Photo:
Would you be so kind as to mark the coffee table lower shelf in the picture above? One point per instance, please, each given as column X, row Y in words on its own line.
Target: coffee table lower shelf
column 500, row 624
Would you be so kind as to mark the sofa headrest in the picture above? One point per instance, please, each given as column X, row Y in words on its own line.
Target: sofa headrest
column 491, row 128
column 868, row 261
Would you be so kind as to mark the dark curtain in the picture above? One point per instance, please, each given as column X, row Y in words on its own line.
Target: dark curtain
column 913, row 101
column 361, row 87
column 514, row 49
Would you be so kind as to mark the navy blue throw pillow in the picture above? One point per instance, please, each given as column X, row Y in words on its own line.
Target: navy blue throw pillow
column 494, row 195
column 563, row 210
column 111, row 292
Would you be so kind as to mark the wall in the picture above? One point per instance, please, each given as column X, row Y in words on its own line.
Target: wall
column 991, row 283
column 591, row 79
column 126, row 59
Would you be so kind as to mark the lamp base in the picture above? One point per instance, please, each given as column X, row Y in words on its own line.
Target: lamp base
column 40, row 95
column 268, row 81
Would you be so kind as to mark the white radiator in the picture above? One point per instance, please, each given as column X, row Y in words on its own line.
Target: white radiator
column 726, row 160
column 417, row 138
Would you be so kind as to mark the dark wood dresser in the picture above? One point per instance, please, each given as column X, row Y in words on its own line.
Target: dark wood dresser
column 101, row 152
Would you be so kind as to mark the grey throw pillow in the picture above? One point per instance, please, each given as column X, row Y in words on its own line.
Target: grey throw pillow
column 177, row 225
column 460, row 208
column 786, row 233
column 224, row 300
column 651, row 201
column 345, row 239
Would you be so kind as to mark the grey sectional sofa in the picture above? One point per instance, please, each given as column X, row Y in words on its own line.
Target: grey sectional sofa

○ ○ ○ ○ ○

Work order –
A bare number is the whole answer: how many lines in the listing hold the string "each".

Task answer –
10